◆ PROBLEM DESCRIPTION ◆
Lines containing the word "list" are to be copied from the data below.

** DATA PROVIDED follows **

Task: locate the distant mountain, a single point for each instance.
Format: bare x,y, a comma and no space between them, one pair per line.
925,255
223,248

** End of DATA PROVIDED **
** DATA PROVIDED follows **

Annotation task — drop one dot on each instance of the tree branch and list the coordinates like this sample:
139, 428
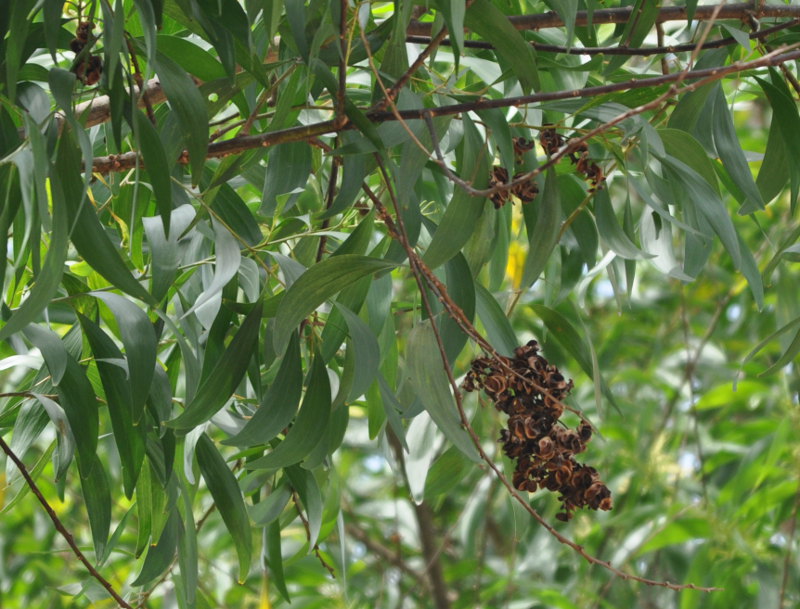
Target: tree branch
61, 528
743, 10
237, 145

** End of DATA PROVIDED **
** DATA PROVIDED follows **

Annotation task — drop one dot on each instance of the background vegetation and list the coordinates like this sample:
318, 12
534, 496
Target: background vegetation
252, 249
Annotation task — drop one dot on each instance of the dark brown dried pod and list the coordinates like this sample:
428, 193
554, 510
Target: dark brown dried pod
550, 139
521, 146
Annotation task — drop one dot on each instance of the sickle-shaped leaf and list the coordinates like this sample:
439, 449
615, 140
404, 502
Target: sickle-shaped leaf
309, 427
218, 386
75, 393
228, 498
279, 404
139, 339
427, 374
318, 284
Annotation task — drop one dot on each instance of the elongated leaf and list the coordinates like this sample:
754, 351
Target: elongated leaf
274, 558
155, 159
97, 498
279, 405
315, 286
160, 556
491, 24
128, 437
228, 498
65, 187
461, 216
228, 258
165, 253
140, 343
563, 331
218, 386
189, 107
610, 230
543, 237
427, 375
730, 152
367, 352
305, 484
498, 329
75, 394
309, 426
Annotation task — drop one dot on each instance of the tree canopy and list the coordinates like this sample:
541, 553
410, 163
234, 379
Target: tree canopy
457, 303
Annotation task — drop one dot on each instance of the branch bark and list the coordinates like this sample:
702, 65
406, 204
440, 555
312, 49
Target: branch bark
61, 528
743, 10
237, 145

** End of DATA PROVIDED **

◆ ANSWER TO THIS EXERCISE ◆
Annotation task — drop one dot on each instance of the tree branch and list the coordinates like this sample:
Annotation task — drop one dot on each instance of the background vegetation and list the coordinates like this sample:
Annotation task — drop one dot on each instance of the dark brown dried pod and list the coordinates like this sample:
Annotation task — drop one dot on each instance of the sickle-shaped leaf and list the coordinates like this sample:
Annotation task — drop one dot on each instance of the elongated leaf and list the coordinates like this sample:
Annotation task — drop one dot on each instance of the tree canopy and list the coordinates like this sample:
Annotation task — drop one dot on each instance of the branch bark and list the coordinates like this sample:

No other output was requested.